• [What the exercise asks] Leave out every picture, then transcribe the rest of the listing exactly.

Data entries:
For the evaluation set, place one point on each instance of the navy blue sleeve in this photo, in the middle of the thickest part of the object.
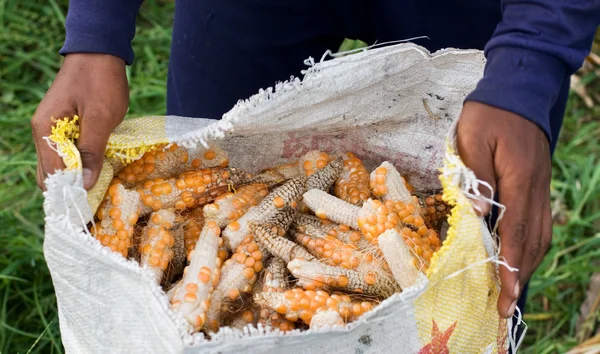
(101, 26)
(535, 47)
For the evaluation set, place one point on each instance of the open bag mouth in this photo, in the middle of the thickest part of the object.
(397, 103)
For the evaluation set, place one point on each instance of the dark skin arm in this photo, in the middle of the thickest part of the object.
(513, 155)
(503, 149)
(94, 87)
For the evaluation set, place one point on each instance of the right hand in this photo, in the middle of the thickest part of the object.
(93, 87)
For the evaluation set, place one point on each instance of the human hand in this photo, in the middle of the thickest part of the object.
(94, 87)
(512, 154)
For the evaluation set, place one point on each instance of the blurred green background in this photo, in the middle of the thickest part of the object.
(31, 32)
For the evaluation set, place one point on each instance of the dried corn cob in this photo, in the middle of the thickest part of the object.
(326, 176)
(285, 195)
(166, 163)
(304, 304)
(434, 209)
(325, 319)
(231, 206)
(200, 277)
(275, 280)
(117, 215)
(244, 318)
(158, 241)
(193, 226)
(353, 184)
(179, 260)
(313, 161)
(399, 257)
(190, 189)
(329, 249)
(239, 273)
(316, 275)
(327, 206)
(278, 246)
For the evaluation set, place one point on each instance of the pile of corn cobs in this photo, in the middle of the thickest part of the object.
(314, 243)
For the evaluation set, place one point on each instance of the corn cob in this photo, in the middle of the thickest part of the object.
(190, 189)
(302, 304)
(193, 226)
(274, 280)
(353, 184)
(313, 161)
(288, 170)
(324, 319)
(244, 318)
(166, 163)
(316, 275)
(158, 242)
(278, 246)
(285, 195)
(434, 209)
(326, 176)
(399, 257)
(327, 206)
(179, 260)
(231, 206)
(239, 273)
(117, 215)
(200, 277)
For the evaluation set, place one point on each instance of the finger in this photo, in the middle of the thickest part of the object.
(93, 137)
(514, 230)
(477, 156)
(48, 159)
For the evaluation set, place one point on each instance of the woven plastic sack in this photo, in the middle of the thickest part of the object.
(396, 103)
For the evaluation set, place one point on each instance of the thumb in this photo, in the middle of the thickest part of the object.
(93, 137)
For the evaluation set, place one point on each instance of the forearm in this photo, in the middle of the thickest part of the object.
(537, 44)
(101, 26)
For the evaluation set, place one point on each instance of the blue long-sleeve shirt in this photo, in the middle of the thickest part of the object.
(535, 48)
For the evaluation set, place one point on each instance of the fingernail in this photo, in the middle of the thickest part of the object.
(511, 309)
(87, 177)
(517, 289)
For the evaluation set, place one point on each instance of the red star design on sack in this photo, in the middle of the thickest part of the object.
(439, 340)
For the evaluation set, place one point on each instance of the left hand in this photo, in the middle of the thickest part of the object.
(512, 154)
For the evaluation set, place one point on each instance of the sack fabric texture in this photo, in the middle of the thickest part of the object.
(396, 103)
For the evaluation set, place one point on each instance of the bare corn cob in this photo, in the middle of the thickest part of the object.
(158, 242)
(302, 304)
(324, 319)
(326, 176)
(192, 228)
(327, 206)
(285, 195)
(179, 260)
(231, 206)
(244, 318)
(312, 162)
(239, 273)
(275, 280)
(190, 189)
(434, 209)
(399, 257)
(166, 163)
(279, 246)
(316, 275)
(200, 277)
(117, 215)
(353, 184)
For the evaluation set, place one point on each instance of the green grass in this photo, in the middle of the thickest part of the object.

• [Answer for this exercise]
For the evaluation set, place one point on each instance of the navy blue sleeve in this photo, in the middle of the thickest part of the object.
(101, 26)
(535, 47)
For the evaluation set, place one point on each instance of the open bag mouth in this photo, in the middle of the thickest part of the object.
(397, 103)
For the evaluation set, place one point on each instance of the dark skin arm in this photo, in the middle of the thickest part of the object.
(513, 155)
(503, 149)
(94, 87)
For the evaluation set, place one point on each instance of the right hand in this photo, in the middle of the thickest part of the object.
(93, 87)
For the evaluation set, place one point on each instance of the human hand in this photo, in the middle of the thickest part of the object.
(94, 87)
(512, 154)
For the evaluation set, place one point on each instance of the blurred green background in this photo, in the middle of the thickest part of the object.
(31, 32)
For the evaluation set, place one point on each instance of the dried corn cob in this photo, in the middle of the thickest part of the object.
(326, 176)
(285, 195)
(166, 163)
(304, 304)
(434, 209)
(325, 319)
(231, 206)
(200, 277)
(275, 280)
(117, 215)
(244, 318)
(158, 241)
(193, 226)
(353, 184)
(179, 260)
(313, 161)
(399, 257)
(190, 189)
(329, 249)
(239, 273)
(316, 275)
(327, 206)
(278, 246)
For the evaluation set, place one point on each instance of the pile of corn cobs in this photo, in the middle of the thickest part of the object.
(314, 243)
For the evaluation set, place one point on each instance of the corn cob in this photo, in the middle of the thickest part of the object.
(190, 189)
(302, 304)
(193, 226)
(274, 280)
(353, 184)
(313, 161)
(288, 170)
(324, 319)
(244, 318)
(166, 163)
(316, 275)
(158, 242)
(278, 246)
(285, 195)
(434, 209)
(326, 176)
(399, 257)
(327, 206)
(179, 260)
(231, 206)
(239, 273)
(117, 215)
(200, 277)
For the evaluation set, place one point on each instance of the finger in this photo, in the middle of the thickest part of the object.
(93, 137)
(514, 230)
(477, 156)
(48, 159)
For the evaluation set, place one point on each instance of the woven plastic sack in this photo, in the middle of the thickest part of the object.
(396, 103)
For the evaluation set, place one point on each instance of the thumb in this photo, in the middle of the thickest part of the object.
(93, 137)
For the evaluation set, place one point on each instance of the forearm in this photo, in the middle of the thickest part of the object.
(537, 44)
(101, 26)
For the evaluation set, place one point on each instance of the blue long-sleeve shirt in this photo, in the middle of the thickest part of the object.
(535, 48)
For the evaluation set, place one point on each instance of the fingernail in this photo, in the middle of the thickest part of the object.
(511, 309)
(87, 177)
(517, 289)
For the evaluation set, place one point on each instance of the red star design on sack in this photo, in the middle of the thickest part of the object.
(439, 340)
For the evaluation set, place one point on each instance of the left hand in this photo, in the middle of the thickest part of the object.
(512, 154)
For the evaluation set, place one point on each instance of the sack fabric texture in this photo, in the middle of the thickest part of the object.
(396, 103)
For the evaluation set, place one point on each instance of the bare corn cob in this photo, in the middle of the thickest part of the object.
(158, 242)
(302, 304)
(324, 319)
(326, 176)
(192, 228)
(327, 206)
(285, 195)
(179, 260)
(231, 206)
(244, 318)
(312, 162)
(239, 273)
(275, 280)
(190, 189)
(434, 209)
(399, 257)
(166, 163)
(279, 246)
(316, 275)
(200, 277)
(117, 215)
(353, 184)
For the evaluation set, place one point on each instance of the green grass in this photo, in the middle of the thickest part of the object.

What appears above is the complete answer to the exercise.